**INSTRUCCIONES DE LA TAREA**
Escribe la continuación de la columna sobre Irene Villa a partir de su última frase.

**TEXTO PARA ANALIZAR**
#####
Sin perdón

Columna de Margarita García-Galán

Han pasado treinta años desde aquel día de octubre que cambió su vida para siempre. Irene Villa tenía sólo doce años cuando una bomba de ETA paró bruscamente su tiempo de niña feliz. En un instante, su vida saltó por los aires, se tambaleó su mundo y el humo negro del horror lo envolvió todo. Aquella niña alegre que iba a la escuela como cada mañana, se despertó en un hospital desconcertada, malherida y mutilada, sintiendo aún el cosquilleo de esas piernas suyas que ya no estaban. Ella en un hospital, su madre en otro sin atreverse a preguntar siquiera si su hija estaba viva. Luego vendría el encuentro, las dos habían perdido mucho en aquella horrible mañana, pero, mermado su cuerpo y roto el corazón, seguían vivas y estaban juntas. Se miraban, se abrazaban y nos daban una sobrecogedora lección de vida. La bomba que desdibujó su cuerpo no pudo borrar su sonrisa.
#####
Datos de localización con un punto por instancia
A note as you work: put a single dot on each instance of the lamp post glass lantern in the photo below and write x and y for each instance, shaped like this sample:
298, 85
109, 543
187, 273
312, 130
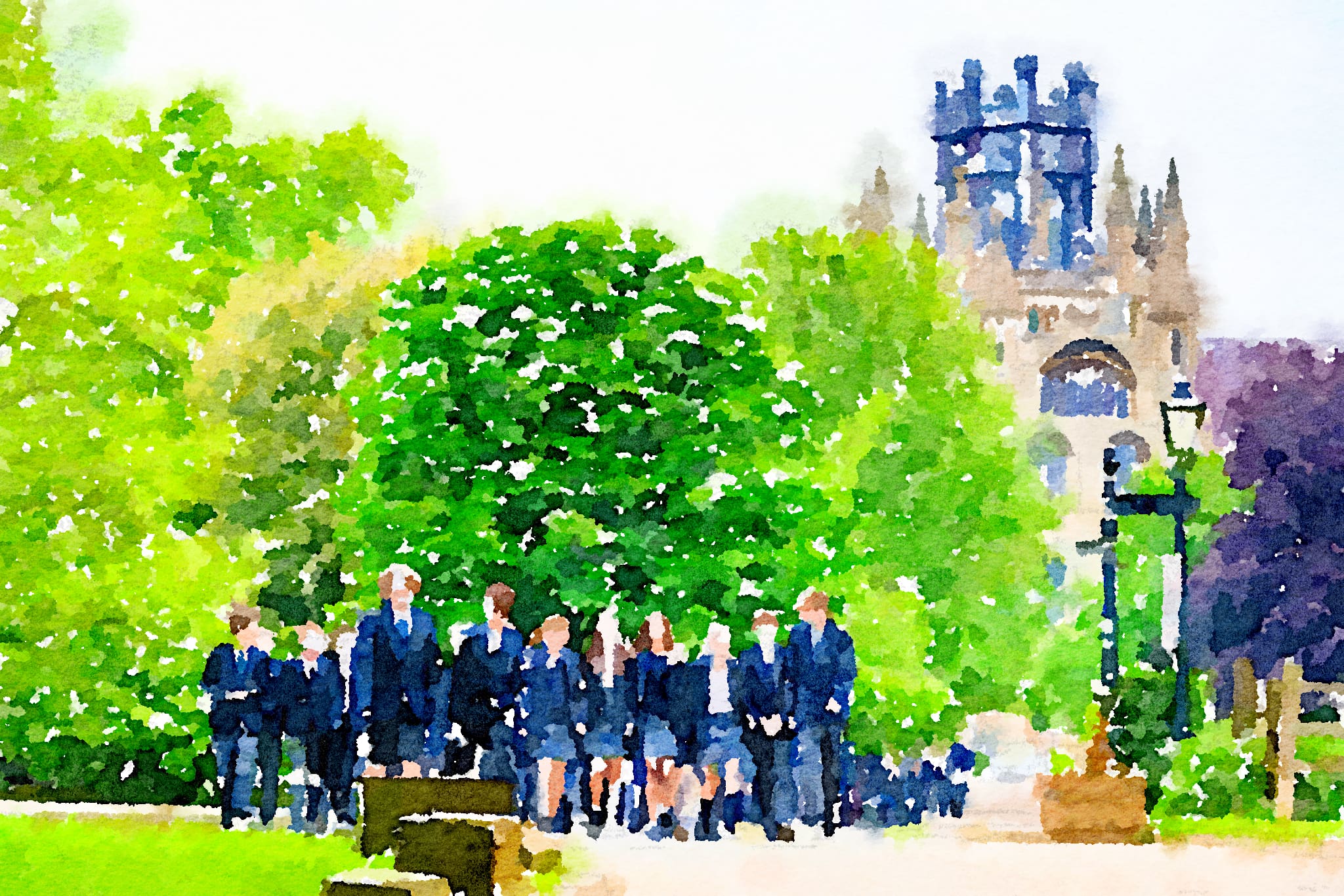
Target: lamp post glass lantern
1182, 421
#####
**RESPUESTA A LA TAREA**
He visto su entrevista en televisión recordando el atentado que marcó su vida para siempre. La niña que fue sobrevivió a la barbarie, se convirtió en periodista, psicóloga, deportista, madre de tres hijos... Irene es la viva imagen de la superación. Oírla contar todo eso, con el torrente alegre de su voz, impresiona. Cómo se pueden superar las barreras, volver a andar, estudiar, trabajar, hacer deporte, ser madre... ¿Cómo se puede contar todo eso sin un mal gesto, sin perder la sonrisa? Impresiona su historia, pero lo más sorprendente para mí es que esté en paz con el mundo. Que haya perdonado a los que treinta años atrás fueron inmisericordes con ella y con los que perdieron la vida en aquella trágica mañana entre coches retorcidos, el estupor y la impotencia de los que no entendíamos el porqué de aquel horror.  Ella decía en la entrevista que perdonó a los que lo hicieron para no cargar, además de con  su propio dolor, “con la mochila de los culpables”.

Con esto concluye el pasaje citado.